> **About this exercise**:
The listing below holds a line with "Target: bumblebee" and a line with "of the green". Reproduce those two lines exactly, plus everything between them.

Top of Entries supplied

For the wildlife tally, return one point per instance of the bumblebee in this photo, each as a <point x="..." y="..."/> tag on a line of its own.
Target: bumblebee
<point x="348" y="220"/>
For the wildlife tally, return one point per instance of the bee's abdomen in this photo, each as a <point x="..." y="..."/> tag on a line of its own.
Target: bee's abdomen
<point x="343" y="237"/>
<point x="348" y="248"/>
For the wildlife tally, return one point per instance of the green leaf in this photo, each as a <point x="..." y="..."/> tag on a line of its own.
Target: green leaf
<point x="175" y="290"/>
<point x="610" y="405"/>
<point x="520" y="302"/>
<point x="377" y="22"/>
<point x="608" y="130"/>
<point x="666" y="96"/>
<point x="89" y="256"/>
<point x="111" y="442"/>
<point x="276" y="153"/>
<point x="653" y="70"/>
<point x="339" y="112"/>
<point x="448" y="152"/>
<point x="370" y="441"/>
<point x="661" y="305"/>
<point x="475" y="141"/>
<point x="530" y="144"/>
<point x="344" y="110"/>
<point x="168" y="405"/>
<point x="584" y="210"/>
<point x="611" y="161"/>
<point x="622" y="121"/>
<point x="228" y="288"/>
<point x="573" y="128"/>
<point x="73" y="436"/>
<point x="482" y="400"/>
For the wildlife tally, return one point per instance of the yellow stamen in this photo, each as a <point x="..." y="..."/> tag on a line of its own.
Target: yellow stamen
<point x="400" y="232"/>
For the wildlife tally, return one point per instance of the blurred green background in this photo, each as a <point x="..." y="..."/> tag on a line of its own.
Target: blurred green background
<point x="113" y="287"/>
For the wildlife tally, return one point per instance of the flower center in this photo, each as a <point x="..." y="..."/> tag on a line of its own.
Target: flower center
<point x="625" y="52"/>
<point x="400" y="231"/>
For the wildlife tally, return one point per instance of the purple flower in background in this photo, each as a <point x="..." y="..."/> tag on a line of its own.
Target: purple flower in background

Bottom of Entries supplied

> **Solution to the problem**:
Target: bumblebee
<point x="348" y="220"/>
For the wildlife tally, return one point per instance of the bee's abdomen in this photo, each as a <point x="..." y="..."/> tag on a line of its own.
Target: bee's abdomen
<point x="343" y="237"/>
<point x="348" y="248"/>
For the wildlife tally, return one point per instance of the green leaf in this photo, each as a <point x="..." y="..."/> tag on a line of its own.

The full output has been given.